Dataset excerpt:

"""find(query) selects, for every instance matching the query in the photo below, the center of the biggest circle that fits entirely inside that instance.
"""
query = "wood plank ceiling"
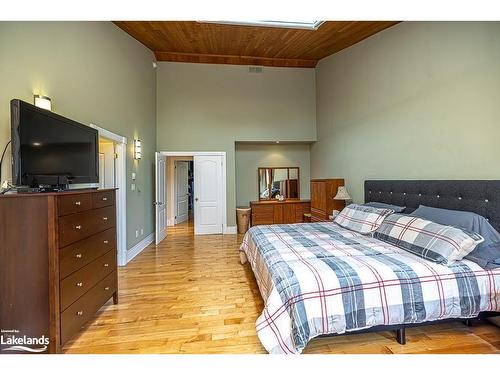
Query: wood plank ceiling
(198, 42)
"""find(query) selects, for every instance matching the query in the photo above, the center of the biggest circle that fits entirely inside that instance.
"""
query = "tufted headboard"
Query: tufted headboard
(479, 196)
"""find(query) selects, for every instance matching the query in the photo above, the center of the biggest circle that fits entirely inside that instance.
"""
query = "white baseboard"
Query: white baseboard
(137, 249)
(495, 320)
(230, 230)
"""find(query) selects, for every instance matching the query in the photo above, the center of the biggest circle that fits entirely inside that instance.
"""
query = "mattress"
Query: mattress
(319, 279)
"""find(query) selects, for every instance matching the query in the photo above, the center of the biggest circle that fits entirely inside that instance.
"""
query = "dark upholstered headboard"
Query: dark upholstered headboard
(479, 196)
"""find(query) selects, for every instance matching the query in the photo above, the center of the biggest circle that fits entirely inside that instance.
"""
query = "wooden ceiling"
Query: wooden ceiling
(198, 42)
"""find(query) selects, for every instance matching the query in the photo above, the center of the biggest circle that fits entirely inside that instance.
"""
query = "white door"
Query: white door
(107, 164)
(208, 194)
(161, 203)
(181, 191)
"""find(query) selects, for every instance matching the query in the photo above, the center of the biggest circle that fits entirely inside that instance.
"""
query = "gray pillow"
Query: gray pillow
(486, 254)
(396, 209)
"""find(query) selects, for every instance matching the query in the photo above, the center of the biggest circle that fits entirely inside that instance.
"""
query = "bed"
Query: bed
(320, 279)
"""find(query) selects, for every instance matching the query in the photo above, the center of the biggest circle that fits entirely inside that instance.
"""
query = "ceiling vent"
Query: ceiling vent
(254, 69)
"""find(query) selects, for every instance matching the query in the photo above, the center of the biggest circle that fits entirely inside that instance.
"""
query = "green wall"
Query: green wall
(202, 107)
(94, 73)
(419, 100)
(251, 156)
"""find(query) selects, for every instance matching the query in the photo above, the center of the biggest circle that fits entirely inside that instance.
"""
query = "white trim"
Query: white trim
(109, 135)
(121, 183)
(208, 153)
(230, 230)
(139, 247)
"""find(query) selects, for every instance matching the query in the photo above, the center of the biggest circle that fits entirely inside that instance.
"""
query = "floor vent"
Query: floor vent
(254, 69)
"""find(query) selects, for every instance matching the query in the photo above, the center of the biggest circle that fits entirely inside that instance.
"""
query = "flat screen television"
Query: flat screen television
(51, 150)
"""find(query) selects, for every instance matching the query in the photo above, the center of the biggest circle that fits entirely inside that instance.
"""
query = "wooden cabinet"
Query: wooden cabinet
(322, 202)
(57, 261)
(276, 212)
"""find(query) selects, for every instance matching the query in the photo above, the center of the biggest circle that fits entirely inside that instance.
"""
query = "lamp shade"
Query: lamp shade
(342, 194)
(42, 102)
(137, 149)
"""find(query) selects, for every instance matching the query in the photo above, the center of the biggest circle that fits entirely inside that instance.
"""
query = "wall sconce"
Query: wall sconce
(42, 102)
(137, 149)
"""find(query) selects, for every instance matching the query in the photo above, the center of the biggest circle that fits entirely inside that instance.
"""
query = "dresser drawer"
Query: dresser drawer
(73, 203)
(80, 312)
(81, 253)
(78, 283)
(78, 226)
(262, 214)
(103, 199)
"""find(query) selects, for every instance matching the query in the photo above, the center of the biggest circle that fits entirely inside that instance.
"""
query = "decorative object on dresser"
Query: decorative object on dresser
(323, 192)
(279, 182)
(57, 262)
(279, 212)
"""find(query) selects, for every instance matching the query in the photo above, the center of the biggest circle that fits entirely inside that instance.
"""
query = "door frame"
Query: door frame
(225, 229)
(176, 202)
(121, 184)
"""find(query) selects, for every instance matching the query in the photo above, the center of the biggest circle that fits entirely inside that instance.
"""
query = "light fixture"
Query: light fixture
(137, 149)
(307, 25)
(41, 101)
(342, 194)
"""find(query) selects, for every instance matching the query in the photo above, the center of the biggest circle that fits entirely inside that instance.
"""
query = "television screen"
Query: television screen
(49, 149)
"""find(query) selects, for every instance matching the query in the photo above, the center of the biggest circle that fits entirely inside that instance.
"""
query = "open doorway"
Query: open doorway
(112, 174)
(107, 165)
(180, 191)
(195, 190)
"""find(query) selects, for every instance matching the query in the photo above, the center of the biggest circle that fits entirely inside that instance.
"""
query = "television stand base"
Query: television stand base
(47, 189)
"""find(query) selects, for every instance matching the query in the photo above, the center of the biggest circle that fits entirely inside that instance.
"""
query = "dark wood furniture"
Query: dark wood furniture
(322, 202)
(279, 212)
(57, 261)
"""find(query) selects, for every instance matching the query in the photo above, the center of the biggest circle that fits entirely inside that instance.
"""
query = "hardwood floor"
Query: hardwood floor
(191, 295)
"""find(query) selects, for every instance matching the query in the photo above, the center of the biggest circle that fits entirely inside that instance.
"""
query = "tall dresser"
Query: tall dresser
(57, 262)
(322, 202)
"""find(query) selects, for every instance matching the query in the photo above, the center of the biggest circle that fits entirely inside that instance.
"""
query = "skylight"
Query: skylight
(309, 25)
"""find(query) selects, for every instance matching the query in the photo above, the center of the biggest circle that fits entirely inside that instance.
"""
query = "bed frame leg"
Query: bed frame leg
(468, 322)
(401, 336)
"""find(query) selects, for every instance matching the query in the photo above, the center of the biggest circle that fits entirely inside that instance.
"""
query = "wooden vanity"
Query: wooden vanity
(289, 211)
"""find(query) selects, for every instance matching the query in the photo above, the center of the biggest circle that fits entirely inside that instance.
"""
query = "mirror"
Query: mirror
(278, 181)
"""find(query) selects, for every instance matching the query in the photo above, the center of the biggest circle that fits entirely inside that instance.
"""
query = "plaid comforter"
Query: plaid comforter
(319, 279)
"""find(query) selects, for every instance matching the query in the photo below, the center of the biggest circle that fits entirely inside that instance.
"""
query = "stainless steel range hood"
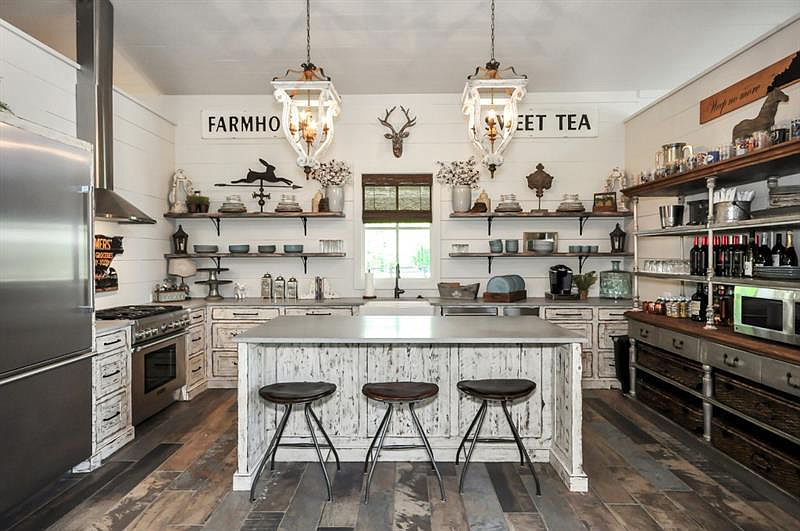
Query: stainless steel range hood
(95, 112)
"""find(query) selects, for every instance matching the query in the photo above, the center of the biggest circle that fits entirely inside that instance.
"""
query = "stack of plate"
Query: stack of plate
(508, 203)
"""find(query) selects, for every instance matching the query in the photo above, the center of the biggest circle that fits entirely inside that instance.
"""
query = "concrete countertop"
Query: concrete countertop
(408, 329)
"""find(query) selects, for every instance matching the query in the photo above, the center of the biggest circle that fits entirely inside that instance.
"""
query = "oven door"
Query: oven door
(767, 313)
(159, 370)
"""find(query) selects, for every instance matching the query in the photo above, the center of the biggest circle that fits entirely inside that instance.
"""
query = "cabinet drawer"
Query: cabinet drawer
(222, 334)
(781, 376)
(642, 332)
(606, 330)
(615, 314)
(224, 363)
(585, 329)
(319, 311)
(196, 371)
(680, 344)
(112, 341)
(111, 372)
(111, 416)
(197, 316)
(733, 360)
(247, 314)
(197, 339)
(568, 314)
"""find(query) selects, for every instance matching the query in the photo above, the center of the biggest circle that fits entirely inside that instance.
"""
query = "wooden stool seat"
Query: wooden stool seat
(497, 389)
(400, 391)
(296, 392)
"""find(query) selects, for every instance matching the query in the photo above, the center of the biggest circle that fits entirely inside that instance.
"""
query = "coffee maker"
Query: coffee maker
(560, 280)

Exercise requirements:
Repeat the data exactly, dropping every picture it holds.

Solution to the problem:
"""find(query) selects, for every instance matching the query in the photo below, the center of the biggest circle that fits entirely inside that instance.
"""
query = "wood plank ceiling"
Query: wood plank ceiling
(198, 42)
"""find(query) selects, for every instance matching the query in the photo above, the center of the biggest circle that fits entirely inside that instance.
"""
query = "tufted headboard"
Query: tufted headboard
(479, 196)
"""find(query) selects, for every instance matching the query in the photo above, the center of the biggest circle that fits entirely inside that instance.
"""
query = "white baseboard"
Query: white baseboard
(137, 249)
(495, 320)
(230, 230)
"""find(query) selects, for every instance matching the query in the photo above, the center of the biggest circle that fits entirely inside that instance.
"""
query = "mattress"
Query: mattress
(319, 279)
"""find(query) selects, for every instance matching the query in the photo above, the center of the biggest circle that fits entirely inside that instance.
"""
query = "dark upholstered headboard"
Query: dark upholstered headboard
(479, 196)
"""find(query) selects, for every instance matching the query in the photo above, the center of the biggest circle that fits entirely inside that instance.
"""
query = "wooden ceiling"
Query: wooden ceiling
(198, 42)
"""find(query) selects, for every instance matching the query in the photo above, the center of the biggest circle that fits entirely inside that instance.
"""
query = "white door"
Query: white door
(107, 164)
(208, 194)
(161, 203)
(181, 191)
"""find(query) selects, for every instance matching the query in the photo above, the center of the biggest circle that fits entirely inside that instance.
"""
query = "gray pillow"
Query: gray pillow
(486, 254)
(396, 209)
"""find(query) selects, for every instance matching the query in the photo above, the center of the biggest circle that fits entirely inside that instance.
"""
query = "bed"
Query: bed
(320, 279)
"""find(query) selects, for every instance matching the query in the photo above, the center of the biggest circle that fits entirely inside that instance.
"""
query = "ceiling vent"
Query: ceiling vent
(254, 69)
"""find(query) selects, for every instance matching the query in the photo above, the center of the biggest circle that fits entirely inside that instance.
"""
query = "green wall"
Query: green wall
(202, 107)
(94, 73)
(419, 100)
(251, 156)
"""find(query) selects, for every instance matching the query in the photo above, the center of the biggest circle that fits entirely inside that instance.
"""
query = "white trim"
Query: white trim
(109, 135)
(121, 183)
(208, 153)
(230, 230)
(139, 247)
"""find(query) selects, for every instance matching the query in the photo above, the center of the biggest circle that fits entirely inside that instance.
"""
query = "floor vent"
Query: floor vent
(254, 69)
"""find(query) selects, for every instance matching the query in the photo above, the center of the biggest circle that fits entirely inside that instance.
"""
query = "flat screen television"
Query: flat screen television
(51, 150)
"""find(query) selects, for every instance matching the query in the photo above, the center of the biggest circle that fits entirely inside that instance.
"""
query = "wooden cabinet"
Query: wooden cabinet
(322, 202)
(57, 261)
(276, 212)
"""find(query) selects, for every instance matching the query in the photo above, the center of the biggest circle that fits entirely inside that instance.
"""
query = "lamp shade"
Query: lamp shade
(342, 194)
(42, 102)
(137, 149)
"""find(query) selects, for every instance matching the query in the photo above, the center of the biggest circle that fits entirely inside that instance.
"""
query = "wall sconce"
Query: wall sconce
(42, 102)
(137, 149)
"""find(query) selects, for every instance matching the query in the photo above, the center of the biggest circle that fits entirely inside that instance.
"""
query = "dresser drawer"
Query: dresser drawer
(73, 203)
(80, 312)
(81, 253)
(78, 283)
(78, 226)
(262, 214)
(103, 199)
"""find(query) selects, for every instance matching the query in the photo above, the center of the biggest circle that fits entirely inside that instance.
"""
query = "decorative object on dresser"
Query: decorative object on dresser
(323, 192)
(279, 182)
(57, 262)
(279, 212)
"""find(query) selects, for every instance matching the query in the photo above, the center of the biggest circle that fits entirely inside that instance.
"""
query = "door frame"
Query: door frame
(225, 229)
(176, 202)
(121, 184)
"""find(query) selects, for every instance matching the query in the photo above, the center of the biggest circle that fits entirely inside that instance.
"""
query = "light fixture"
Query: light fixture
(137, 149)
(307, 25)
(41, 101)
(342, 194)
"""find(query) selects, for every instance matching the query in the photo above, the center of the biggest circle that fits entirely inside that instance.
"""
query = "television screen"
Query: television screen
(49, 149)
"""find(query) selects, for every instance matching the query in the photo above, the center of the biggest circle that fits entirely inside that instance.
"""
query = "open doorway"
Query: open doorway
(112, 174)
(107, 165)
(180, 191)
(195, 190)
"""find(query) selects, for every instance matching the query in the photo above, the center of the biggest circle that fits entirely inside that instance.
"""
query = "television stand base"
Query: television stand base
(47, 189)
"""find(query) selects, for every instance matching the query in the photo above, the center of the biggest circle that fits entirely inside that instance.
"""
query = "dark wood furniture"
Query: dark wood furniture
(322, 202)
(279, 212)
(57, 261)
"""find(query) selects, for every instance matching the query in the photo above, the center of the biggest circle that fits entirely inside that instance.
"""
query = "hardwood floor"
Query: hardwood floor
(191, 295)
"""find(query) selects, for every instance matching the query in the photo above, the center of the biggest circle that fits entirely inside that instance.
"""
query = "tall dresser"
Query: tall dresser
(57, 262)
(322, 202)
"""find(query) selects, for every instance matching the query in the photo above, the center of the biggest circle that fits entirely inside that instance.
"""
query = "skylight"
Query: skylight
(309, 25)
"""find(query) selects, for every instance matching the query in the photo above, the center of the biggest circle that fits entirely inside that instance.
"""
query = "bed frame leg"
Query: bed frame leg
(468, 322)
(401, 336)
"""find(query) selects, for every instance matching the query in the photo above, the center of the biggest circle that fits entirely inside that instance.
"""
query = "wooden vanity"
Query: wooden vanity
(289, 211)
"""find(query) selects, for every instance matching the query in the photo above, the center of the biggest circle that fits entirely inside that instance.
"""
query = "mirror"
Query: mirror
(278, 181)
"""find(query) selects, for every instance matching the query in the photo above, the center of the biggest circle that fits entirely inside that instance.
"""
query = "plaid comforter"
Query: plaid comforter
(319, 279)
"""find(query) selects, for every instance matching the query in the photo below, the center of the biggest circle that fits entirely inside that instance.
"""
query = "stainless steel range hood"
Query: stainless steel range hood
(95, 112)
"""find(query) selects, for every instance matching the query in the photo above, the center of the biggest circle that fits entirely inside that instance.
"""
query = "stack of plate"
Query: stack of plate
(508, 203)
"""find(query) selects, for every instance matching the query in the photo above, the center of the biggest circle that fits entirely inside that instance.
"""
query = "concrete countertop"
Query: concrete countertop
(408, 329)
"""find(query) selects, for every instance matching the query in the photo above, the center of the biggest circle that fits entirely inside that instance.
"""
query = "oven door"
Query: oven door
(767, 313)
(159, 370)
"""find(query) selects, for every instance matching the query in the photo above, the center of the biggest circle that fits entirely inside that instance.
"""
query = "cabinet drawer"
Query: cabinet drawer
(222, 334)
(781, 376)
(642, 332)
(606, 330)
(615, 314)
(224, 363)
(585, 329)
(319, 311)
(196, 371)
(680, 344)
(112, 341)
(111, 372)
(111, 416)
(197, 316)
(733, 360)
(247, 314)
(197, 339)
(568, 314)
"""find(query) selects, for every instance matching the query in the photo above, the center of the biggest circle that fits entirely inside that instance.
"""
query = "wooden stool seat"
Query: wooden stool seat
(497, 389)
(400, 391)
(296, 392)
"""find(query) selects, for every instance matching the query in the photo above, the center of the biggest circle that fits entirely inside that instance.
"""
query = "coffee maker"
Query: coffee maker
(560, 280)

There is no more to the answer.